■ **Your tasks**
1. Write out the stretch of the Gaza flotilla article from "On Sunday, Greece's" through "rejected as insufficient.".
2. In the Gaza flotilla article, what happened to The Tahrir during its return voyage to port?
++++ Given passage
Athens, Greece (CNN) -- Canadian activists aboard The Tahrir demanded Tuesday that the Greek government repair the boat in which they had tried to sail Monday from Crete toward Gaza in an aborted mission that led to their forced return to port.
The 75-foot boat is one of 10 whose crews are attempting to participate in a flotilla intended to break the Israeli government's control over sea access to Gaza. It was carrying about 40 people when it was intercepted Monday by Greek authorities just a few miles into its planned journey and escorted back to Agios Nikolaos in Crete, said Ehab Latoyef, a spokesman for Canadian Boat Gaza and a member of the activists' steering committee.
During the return voyage, it slammed into a cement wall, rupturing the fuel tank, Latoyef said in a telephone interview. It remained in port Tuesday.
Of the planned flotilla, two boats have been sabotaged and are not seaworthy, seven are being held in Greek ports and only one -- a French boat -- is in international waters, Latoyef said. He would not divulge its plans other than to say, "The whole fleet, at this point, is in a position of wait and see."
Also Tuesday, Greek authorities released the three activists from the Canadian boat who were taken into custody Monday after they agreed to appear Wednesday in front of a judge, the group said.
Two of them were expected to get suspended sentences, but the group expressed concern over the charges that may be levied against the third.
In its statement, Canadian Boat Gaza demanded that the Greek authorities end their interference with the flotilla and fix the damage. "This is outrageous and the vessel should be repaired without delay at the expense of Greek authorities," the group's statement said. It also demanded that The Tahrir be relocated "to a safe port of our choosing."
By late Tuesday, Greek authorities had not responded to their demand, Latoyef said.
Last week, the Greek Coast Guard intercepted a U.S. ship in the stalled flotilla, the Audacity of Hope, about 10 minutes after it had left Perama, triggering an hours-long standoff.
The ship -- carrying activists but no humanitarian aid -- was ultimately tied up at a Greek naval facility, and its captain, John Klusmire, was arrested. The Coast Guard said Klusmire had put passengers in danger by leaving the mainland without permission. He was released Tuesday without restriction and without bail but charges were not dropped, the U.S. group said.
On Sunday, Greece's government offered to ship aid to Gaza, a move that U.N. Secretary-General Ban Ki-moon applauded but protest organizers and Palestinian authorities rejected as insufficient.
Chief Palestinian Negotiator Saeb Erakat said Sunday that funneling food, cement and other goods via other means, such as Greek ships, missed the point, which he said is to "immediately lift, not ease" Israel's maritime blockade of Gaza. He lauded those behind the flotilla as people "who have dedicated their time, effort and passion for a just cause."
++++++++
++++ Record set
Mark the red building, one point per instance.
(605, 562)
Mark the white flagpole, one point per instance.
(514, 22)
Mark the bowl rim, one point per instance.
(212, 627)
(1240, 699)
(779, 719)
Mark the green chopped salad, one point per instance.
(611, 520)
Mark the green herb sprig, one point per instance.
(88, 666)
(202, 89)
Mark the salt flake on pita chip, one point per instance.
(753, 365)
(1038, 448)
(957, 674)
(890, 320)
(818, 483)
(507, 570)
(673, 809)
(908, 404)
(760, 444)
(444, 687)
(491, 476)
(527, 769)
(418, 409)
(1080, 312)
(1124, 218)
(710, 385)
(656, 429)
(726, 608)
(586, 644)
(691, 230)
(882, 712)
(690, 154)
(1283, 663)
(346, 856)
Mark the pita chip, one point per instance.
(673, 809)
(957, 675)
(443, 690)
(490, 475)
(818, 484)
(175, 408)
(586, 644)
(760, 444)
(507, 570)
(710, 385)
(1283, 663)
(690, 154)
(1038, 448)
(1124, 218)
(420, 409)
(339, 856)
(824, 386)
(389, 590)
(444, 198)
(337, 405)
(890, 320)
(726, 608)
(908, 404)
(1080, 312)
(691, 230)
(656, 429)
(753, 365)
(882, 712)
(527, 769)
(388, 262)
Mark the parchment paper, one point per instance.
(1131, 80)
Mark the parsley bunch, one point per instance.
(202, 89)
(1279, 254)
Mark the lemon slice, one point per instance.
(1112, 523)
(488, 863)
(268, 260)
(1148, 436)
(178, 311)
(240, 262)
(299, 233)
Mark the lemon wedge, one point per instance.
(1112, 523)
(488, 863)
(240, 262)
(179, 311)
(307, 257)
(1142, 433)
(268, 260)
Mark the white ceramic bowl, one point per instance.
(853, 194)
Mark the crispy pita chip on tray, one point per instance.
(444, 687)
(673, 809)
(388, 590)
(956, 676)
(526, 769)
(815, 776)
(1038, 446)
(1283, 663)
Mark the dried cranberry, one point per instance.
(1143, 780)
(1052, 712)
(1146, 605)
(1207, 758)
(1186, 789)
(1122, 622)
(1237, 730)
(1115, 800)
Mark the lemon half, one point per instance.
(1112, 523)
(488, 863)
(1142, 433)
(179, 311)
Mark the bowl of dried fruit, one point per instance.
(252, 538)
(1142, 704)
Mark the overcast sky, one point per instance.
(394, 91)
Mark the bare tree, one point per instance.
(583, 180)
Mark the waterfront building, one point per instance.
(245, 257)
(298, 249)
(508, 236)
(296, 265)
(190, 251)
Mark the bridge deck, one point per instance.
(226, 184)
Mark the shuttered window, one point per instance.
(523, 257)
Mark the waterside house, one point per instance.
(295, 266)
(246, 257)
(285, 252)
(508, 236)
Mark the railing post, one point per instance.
++++++++
■ **Answers to the tasks**
1.
On Sunday, Greece's government offered to ship aid to Gaza, a move that U.N. Secretary-General Ban Ki-moon applauded but protest organizers and Palestinian authorities rejected as insufficient.

2. It slammed into a cement wall, rupturing the fuel tank.